───── READING PASSAGE ─────
Your time is limited and precious. So, you must say “no” to some things—and some people—if you’re going to get on with accomplishing what matters in life. In Someday Is Today, Matthew Dicks shares a few strategies to help you avoid being distracted and drained by unhealthy relationships.

Continue reading for three practical recommendations on how to deal with people who waste your time.

Dealing With People Who Waste Your Time

Dicks recommends that you minimize the time you spend engaging with—and even thinking about—negative people. Basically, these are people who waste your time in one way or another. When you do spend time with them, you waste time thinking about things that don’t matter, like what caused their harmful behavior or whether you deserved it. Further, their negative behavior can rub off on you and cause you to be more negative—more self-doubting, more unmotivated, and so on—which sabotages your productivity.

(Shortform note: In Be Your Future Self Now, Benjamin Hardy agrees that the people you spend time with impact your ability to succeed. However, rather than focusing on managing the negative people in your life, Hardy emphasizes building new connections with people who are better than you or embody your ideal self. When you spend time with these people, their positive behaviors will rub off on you, and you’ll learn how to become successful from watching their strategies.)

Dicks presents three main tips for managing negative people so you don’t waste time thinking about them.
───── DATA SECTION ─────
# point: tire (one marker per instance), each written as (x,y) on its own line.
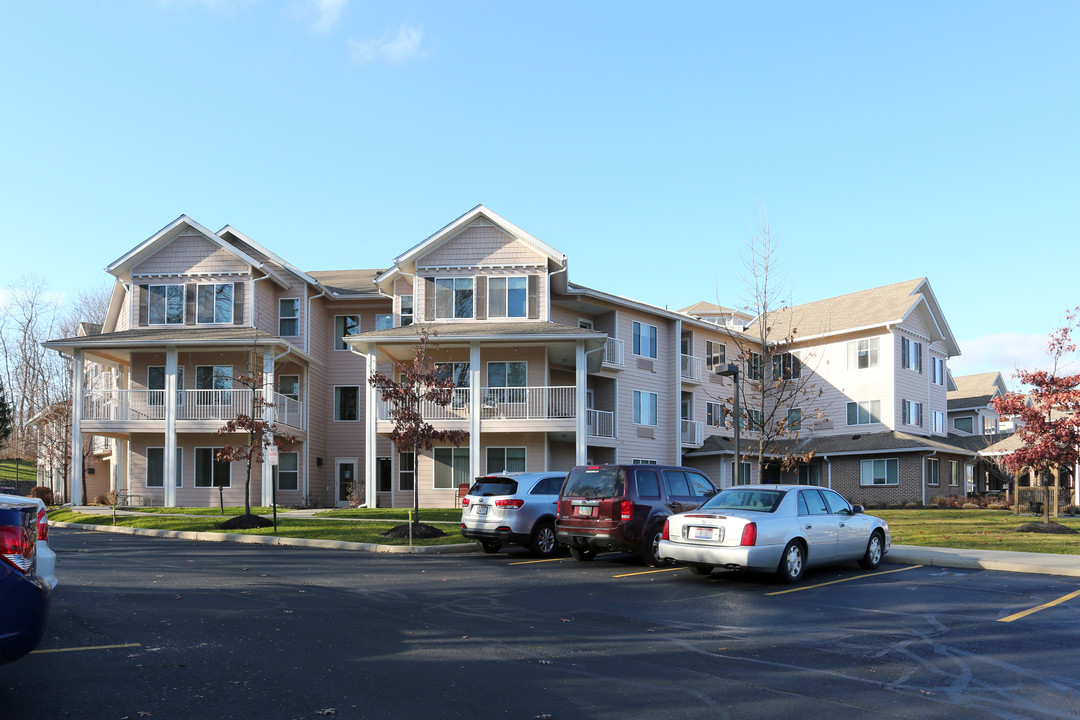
(651,545)
(489,545)
(543,543)
(793,562)
(875,551)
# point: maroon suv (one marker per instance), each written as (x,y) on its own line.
(623,507)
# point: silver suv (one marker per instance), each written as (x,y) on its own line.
(513,508)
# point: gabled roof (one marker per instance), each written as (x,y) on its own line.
(875,308)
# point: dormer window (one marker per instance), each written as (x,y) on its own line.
(165,304)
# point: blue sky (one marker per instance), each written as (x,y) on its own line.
(885,140)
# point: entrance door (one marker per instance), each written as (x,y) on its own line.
(347,481)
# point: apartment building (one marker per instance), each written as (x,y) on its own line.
(549,374)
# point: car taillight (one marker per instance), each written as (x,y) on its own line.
(16,546)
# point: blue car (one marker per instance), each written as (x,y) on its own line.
(24,596)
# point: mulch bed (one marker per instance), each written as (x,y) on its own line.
(420,531)
(1052,528)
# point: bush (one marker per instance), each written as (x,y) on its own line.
(45,494)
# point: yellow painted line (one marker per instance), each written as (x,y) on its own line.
(1025,613)
(127,644)
(845,580)
(648,572)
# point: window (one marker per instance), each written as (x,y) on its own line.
(347,404)
(210,471)
(879,472)
(406,471)
(937,370)
(505,460)
(288,317)
(939,422)
(864,413)
(645,408)
(714,415)
(156,467)
(910,354)
(862,354)
(214,303)
(165,304)
(454,297)
(645,340)
(715,355)
(508,297)
(912,413)
(754,366)
(343,326)
(287,471)
(786,366)
(451,467)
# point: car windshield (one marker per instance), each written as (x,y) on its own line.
(594,483)
(487,487)
(758,501)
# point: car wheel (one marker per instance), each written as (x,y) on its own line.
(875,551)
(543,540)
(793,562)
(651,547)
(582,554)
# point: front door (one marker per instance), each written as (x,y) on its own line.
(347,483)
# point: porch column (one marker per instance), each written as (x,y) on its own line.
(170,460)
(268,416)
(580,434)
(77,388)
(474,402)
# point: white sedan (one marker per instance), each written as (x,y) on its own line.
(782,528)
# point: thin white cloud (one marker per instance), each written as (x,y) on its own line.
(394,49)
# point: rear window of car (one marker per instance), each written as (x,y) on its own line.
(595,483)
(759,501)
(487,487)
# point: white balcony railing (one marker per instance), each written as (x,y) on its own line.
(599,423)
(690,368)
(692,432)
(139,405)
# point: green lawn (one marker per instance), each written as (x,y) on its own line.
(975,529)
(345,530)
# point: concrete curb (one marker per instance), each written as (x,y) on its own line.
(271,540)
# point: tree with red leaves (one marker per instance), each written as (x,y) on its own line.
(420,383)
(1051,421)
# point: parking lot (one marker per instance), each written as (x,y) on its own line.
(145,627)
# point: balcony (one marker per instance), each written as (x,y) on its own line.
(692,433)
(690,368)
(139,406)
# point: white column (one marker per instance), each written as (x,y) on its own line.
(474,403)
(170,460)
(579,402)
(77,386)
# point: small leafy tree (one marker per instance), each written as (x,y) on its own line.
(419,383)
(1051,422)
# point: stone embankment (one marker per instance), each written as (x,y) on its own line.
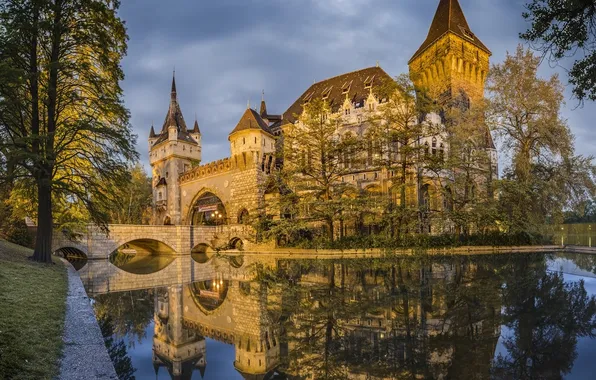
(84,355)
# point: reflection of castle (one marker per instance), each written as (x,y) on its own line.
(431,320)
(175,347)
(186,315)
(452,62)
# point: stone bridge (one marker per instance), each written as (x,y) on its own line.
(97,244)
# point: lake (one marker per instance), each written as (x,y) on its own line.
(505,316)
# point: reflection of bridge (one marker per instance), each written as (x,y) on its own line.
(95,243)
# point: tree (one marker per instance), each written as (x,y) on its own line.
(566,28)
(318,157)
(63,124)
(465,170)
(394,143)
(134,199)
(545,176)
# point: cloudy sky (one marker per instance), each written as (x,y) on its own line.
(226,52)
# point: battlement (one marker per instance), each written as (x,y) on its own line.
(212,168)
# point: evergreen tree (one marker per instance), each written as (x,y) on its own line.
(544,176)
(317,159)
(64,127)
(395,144)
(566,28)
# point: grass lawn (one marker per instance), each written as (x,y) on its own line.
(32,309)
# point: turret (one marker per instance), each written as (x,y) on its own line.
(452,62)
(172,151)
(251,142)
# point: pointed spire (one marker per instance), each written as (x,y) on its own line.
(196,126)
(174,85)
(263,110)
(449,18)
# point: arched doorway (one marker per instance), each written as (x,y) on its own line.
(243,216)
(208,210)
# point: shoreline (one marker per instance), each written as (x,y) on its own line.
(84,350)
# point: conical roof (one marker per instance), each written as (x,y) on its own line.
(449,18)
(251,120)
(174,117)
(263,110)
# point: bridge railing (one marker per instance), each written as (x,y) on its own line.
(582,234)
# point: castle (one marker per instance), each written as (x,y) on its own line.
(451,61)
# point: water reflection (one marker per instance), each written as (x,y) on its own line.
(459,317)
(142,256)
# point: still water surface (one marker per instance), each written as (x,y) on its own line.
(522,316)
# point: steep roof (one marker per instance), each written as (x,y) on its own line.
(334,89)
(174,117)
(251,120)
(196,127)
(449,18)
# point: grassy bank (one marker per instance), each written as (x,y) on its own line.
(32,309)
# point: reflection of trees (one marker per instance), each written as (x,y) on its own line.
(116,350)
(400,318)
(546,316)
(130,312)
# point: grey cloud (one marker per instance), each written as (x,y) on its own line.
(226,52)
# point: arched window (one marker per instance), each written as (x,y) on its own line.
(243,216)
(425,198)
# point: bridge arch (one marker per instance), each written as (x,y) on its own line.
(236,243)
(143,244)
(207,208)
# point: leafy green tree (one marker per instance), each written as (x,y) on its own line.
(63,125)
(317,159)
(464,171)
(117,351)
(562,29)
(394,144)
(545,176)
(133,199)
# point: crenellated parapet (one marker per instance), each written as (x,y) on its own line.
(212,168)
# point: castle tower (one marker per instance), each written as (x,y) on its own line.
(172,151)
(177,348)
(253,152)
(452,62)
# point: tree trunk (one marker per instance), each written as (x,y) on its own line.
(43,240)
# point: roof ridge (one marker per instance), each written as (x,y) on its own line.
(349,72)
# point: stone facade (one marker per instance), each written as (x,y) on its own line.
(180,240)
(452,61)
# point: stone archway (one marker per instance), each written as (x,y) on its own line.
(243,216)
(208,209)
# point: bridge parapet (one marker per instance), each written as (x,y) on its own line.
(96,244)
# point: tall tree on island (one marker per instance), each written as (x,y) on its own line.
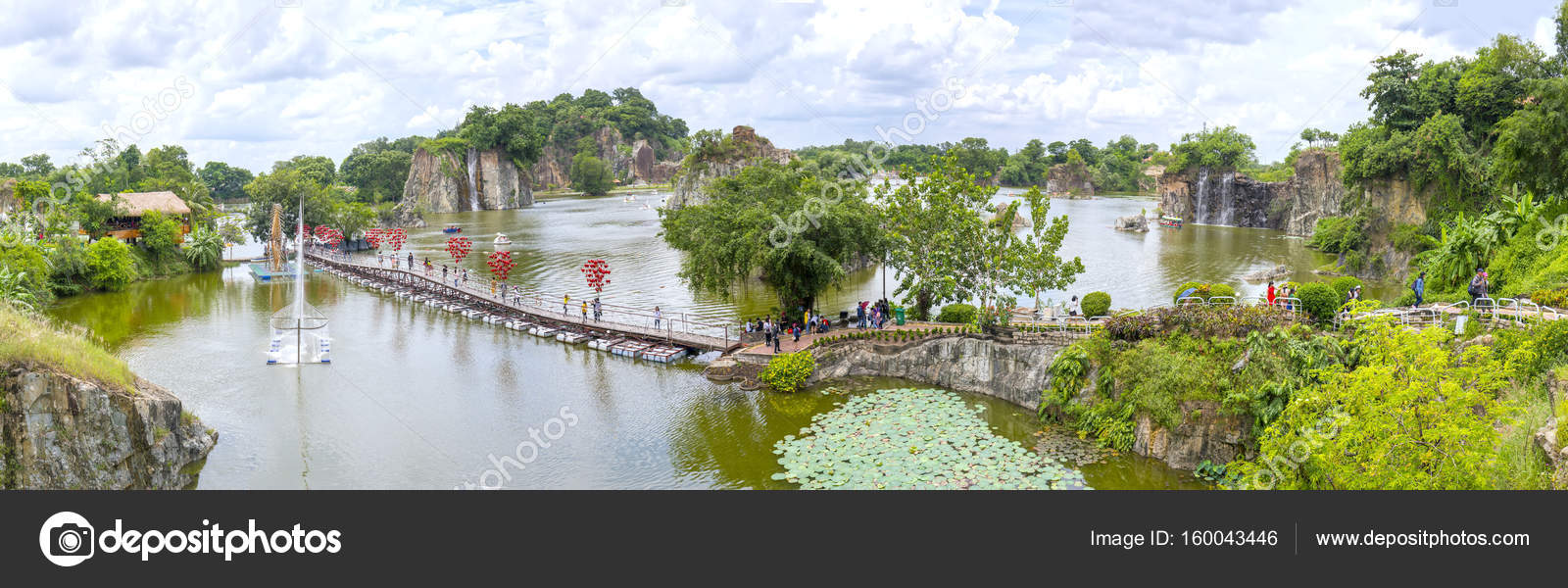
─────
STATED EXERCISE A: In the passage on people who waste your time, what does Benjamin Hardy emphasize instead of managing the negative people in your life?
STATED EXERCISE B: Decide whether each statement agrees with the passage on people who waste your time, answering yes or no and quoting the deciding words: (i) Dicks advises cutting down even the time spent thinking about negative people. (ii) Hardy disputes that the people you spend time with affect your ability to succeed. (iii) Dicks offers five main tips for managing negative people.

TASK OUTPUT A: Building new connections with people who are better than you or embody your ideal self.

TASK OUTPUT B:
(i) Yes: "minimize the time you spend engaging with—and even thinking about—negative people"
(ii) No: "Benjamin Hardy agrees that the people you spend time with impact your ability to succeed"
(iii) No: "Dicks presents three main tips for managing negative people"